▸ Exercise details
Copy out the final stretch of the listing: the line that contains "target: knife handle" and all lines after it, exactly as they appear.

▸ Information given
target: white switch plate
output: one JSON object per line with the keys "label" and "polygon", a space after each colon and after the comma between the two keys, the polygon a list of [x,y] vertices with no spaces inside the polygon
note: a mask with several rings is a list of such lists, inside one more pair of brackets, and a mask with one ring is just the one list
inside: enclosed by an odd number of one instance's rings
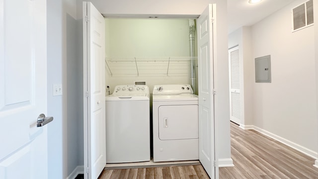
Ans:
{"label": "white switch plate", "polygon": [[53,84],[53,95],[60,95],[62,94],[62,84]]}

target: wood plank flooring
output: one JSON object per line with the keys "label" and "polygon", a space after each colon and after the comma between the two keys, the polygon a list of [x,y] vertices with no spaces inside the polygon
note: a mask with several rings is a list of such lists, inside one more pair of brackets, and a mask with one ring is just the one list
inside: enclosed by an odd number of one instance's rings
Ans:
{"label": "wood plank flooring", "polygon": [[[231,123],[235,167],[219,168],[220,179],[318,179],[315,159],[255,131]],[[105,170],[99,179],[209,179],[201,165]]]}

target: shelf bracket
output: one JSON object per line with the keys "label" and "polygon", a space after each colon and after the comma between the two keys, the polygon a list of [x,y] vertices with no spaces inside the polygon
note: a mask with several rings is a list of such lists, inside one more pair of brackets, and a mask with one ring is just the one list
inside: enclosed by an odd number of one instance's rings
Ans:
{"label": "shelf bracket", "polygon": [[137,70],[137,75],[139,76],[139,72],[138,71],[138,66],[137,66],[137,60],[135,57],[135,63],[136,64],[136,69]]}

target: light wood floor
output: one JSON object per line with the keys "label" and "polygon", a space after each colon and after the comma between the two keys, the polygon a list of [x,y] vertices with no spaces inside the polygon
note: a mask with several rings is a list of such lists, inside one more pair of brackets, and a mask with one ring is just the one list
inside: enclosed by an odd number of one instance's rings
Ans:
{"label": "light wood floor", "polygon": [[[315,159],[255,131],[231,124],[234,167],[219,168],[220,179],[318,179]],[[105,170],[99,179],[209,179],[201,165]]]}

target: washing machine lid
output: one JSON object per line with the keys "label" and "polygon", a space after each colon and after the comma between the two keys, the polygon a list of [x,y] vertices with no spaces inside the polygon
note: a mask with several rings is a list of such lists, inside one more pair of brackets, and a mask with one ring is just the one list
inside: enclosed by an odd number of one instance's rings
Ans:
{"label": "washing machine lid", "polygon": [[149,100],[149,94],[135,94],[133,95],[129,94],[111,94],[106,96],[106,101],[123,101],[123,100]]}
{"label": "washing machine lid", "polygon": [[153,95],[153,101],[198,100],[198,95],[193,94]]}

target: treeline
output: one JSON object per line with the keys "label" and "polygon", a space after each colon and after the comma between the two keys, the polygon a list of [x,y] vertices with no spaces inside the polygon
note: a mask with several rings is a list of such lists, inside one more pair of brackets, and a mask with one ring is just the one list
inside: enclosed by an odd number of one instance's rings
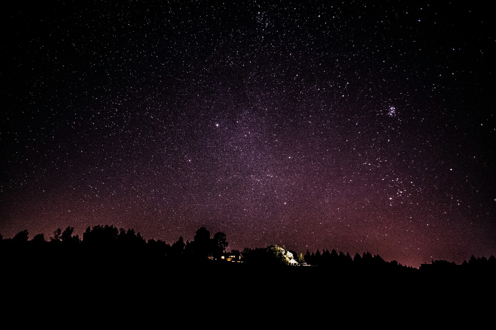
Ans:
{"label": "treeline", "polygon": [[[82,237],[74,233],[74,227],[60,228],[47,239],[44,234],[35,235],[29,239],[28,230],[22,230],[12,238],[0,235],[0,253],[4,263],[58,263],[76,264],[98,263],[112,267],[121,264],[136,265],[154,263],[163,265],[168,262],[198,263],[222,261],[221,256],[229,242],[225,233],[218,232],[211,237],[204,227],[198,229],[193,240],[185,242],[182,237],[172,245],[161,240],[147,241],[139,232],[133,229],[118,228],[113,225],[88,226]],[[372,270],[377,271],[415,272],[418,270],[402,265],[397,261],[386,261],[379,255],[364,252],[352,257],[349,253],[337,252],[334,249],[317,250],[305,255],[286,250],[283,247],[271,245],[255,249],[245,248],[242,253],[232,250],[231,253],[242,256],[245,265],[261,266],[286,266],[292,260],[300,266],[318,266],[320,269],[329,269],[346,272]],[[476,258],[472,256],[461,265],[444,260],[433,261],[431,264],[421,265],[425,273],[480,271],[496,272],[496,258],[491,256]]]}
{"label": "treeline", "polygon": [[205,227],[196,231],[193,240],[185,242],[180,237],[172,245],[160,239],[146,241],[133,229],[108,224],[88,227],[82,238],[74,234],[74,227],[70,226],[63,230],[57,228],[48,239],[44,234],[38,234],[30,240],[27,230],[12,238],[4,239],[0,235],[0,253],[4,262],[11,263],[53,263],[57,260],[65,264],[80,261],[111,267],[130,262],[201,262],[218,259],[228,244],[225,234],[219,232],[211,238]]}

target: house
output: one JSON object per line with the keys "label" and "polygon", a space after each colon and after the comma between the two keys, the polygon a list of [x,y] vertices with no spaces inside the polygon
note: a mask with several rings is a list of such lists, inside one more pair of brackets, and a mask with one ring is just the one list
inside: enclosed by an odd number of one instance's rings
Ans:
{"label": "house", "polygon": [[243,255],[241,252],[225,252],[221,254],[220,260],[233,263],[242,263]]}

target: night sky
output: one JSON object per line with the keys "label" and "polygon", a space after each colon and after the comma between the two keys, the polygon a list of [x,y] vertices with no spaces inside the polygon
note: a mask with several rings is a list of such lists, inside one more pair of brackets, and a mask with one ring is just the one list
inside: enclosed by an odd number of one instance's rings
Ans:
{"label": "night sky", "polygon": [[0,233],[496,255],[490,5],[303,2],[5,8]]}

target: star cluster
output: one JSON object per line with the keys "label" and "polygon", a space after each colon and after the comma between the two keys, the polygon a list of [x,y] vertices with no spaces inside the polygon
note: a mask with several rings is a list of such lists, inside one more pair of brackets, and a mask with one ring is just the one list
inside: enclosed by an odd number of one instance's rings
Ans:
{"label": "star cluster", "polygon": [[489,8],[310,2],[5,10],[0,233],[496,254]]}

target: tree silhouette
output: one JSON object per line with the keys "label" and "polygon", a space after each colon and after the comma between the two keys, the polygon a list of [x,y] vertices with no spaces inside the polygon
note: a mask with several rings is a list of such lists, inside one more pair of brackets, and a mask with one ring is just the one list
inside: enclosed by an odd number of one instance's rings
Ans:
{"label": "tree silhouette", "polygon": [[190,244],[193,258],[197,260],[207,258],[211,253],[210,232],[202,227],[196,230]]}
{"label": "tree silhouette", "polygon": [[28,232],[27,229],[24,229],[16,234],[14,238],[12,239],[12,241],[15,244],[26,243],[28,241],[28,239],[29,238],[29,233]]}
{"label": "tree silhouette", "polygon": [[226,251],[229,244],[226,241],[226,234],[220,231],[214,235],[212,239],[212,254],[216,259],[220,259],[220,255]]}

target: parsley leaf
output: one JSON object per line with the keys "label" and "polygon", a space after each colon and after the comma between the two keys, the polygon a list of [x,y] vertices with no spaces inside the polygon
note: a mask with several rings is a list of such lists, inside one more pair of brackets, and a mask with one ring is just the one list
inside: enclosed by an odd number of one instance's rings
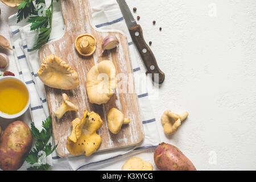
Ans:
{"label": "parsley leaf", "polygon": [[32,0],[24,0],[22,1],[18,6],[17,10],[17,23],[22,20],[23,18],[27,18],[31,14],[35,14],[36,12]]}
{"label": "parsley leaf", "polygon": [[[57,146],[57,144],[52,146],[51,143],[48,143],[52,134],[51,117],[49,116],[45,121],[43,121],[42,125],[43,129],[41,131],[39,131],[34,123],[31,125],[32,135],[35,138],[36,141],[35,143],[34,148],[30,151],[26,159],[26,161],[30,164],[38,163],[39,158],[42,156],[42,155],[39,154],[39,152],[44,151],[46,157],[52,154]],[[39,166],[32,166],[27,168],[27,170],[47,171],[50,166],[48,164],[44,164]]]}
{"label": "parsley leaf", "polygon": [[[31,23],[30,30],[39,31],[40,34],[32,51],[39,49],[48,42],[52,30],[53,0],[51,0],[51,5],[46,10],[42,9],[42,3],[45,4],[45,0],[35,0],[34,3],[32,0],[24,0],[19,4],[17,8],[17,23],[28,18],[27,22]],[[39,15],[39,12],[41,10],[45,10],[44,15]]]}

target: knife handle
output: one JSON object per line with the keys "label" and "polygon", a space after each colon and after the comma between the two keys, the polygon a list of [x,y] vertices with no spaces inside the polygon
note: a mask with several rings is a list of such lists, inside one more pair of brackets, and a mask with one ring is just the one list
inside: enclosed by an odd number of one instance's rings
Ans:
{"label": "knife handle", "polygon": [[[144,39],[142,28],[139,24],[129,28],[133,42],[137,47],[139,54],[147,68],[147,74],[151,73],[152,80],[159,84],[164,81],[165,75],[159,69],[153,52]],[[155,80],[155,74],[159,74],[159,80]]]}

▸ Response to this task
target: knife handle
output: one JSON object per line with the keys "label" and "polygon", a space after each colon and after the comma between the two keys, the polygon a list of [x,y] vertices with no spaces inside the polygon
note: a mask with several rings is a list of such lists, inside one more pair of brackets, and a mask with one ring is just the one list
inside: enclosed by an odd number of one instance's rings
Ans:
{"label": "knife handle", "polygon": [[[144,39],[142,28],[139,24],[129,28],[133,42],[137,47],[139,54],[147,68],[147,74],[151,73],[152,80],[159,84],[164,81],[165,75],[159,69],[153,52]],[[155,80],[155,74],[159,74],[159,80]]]}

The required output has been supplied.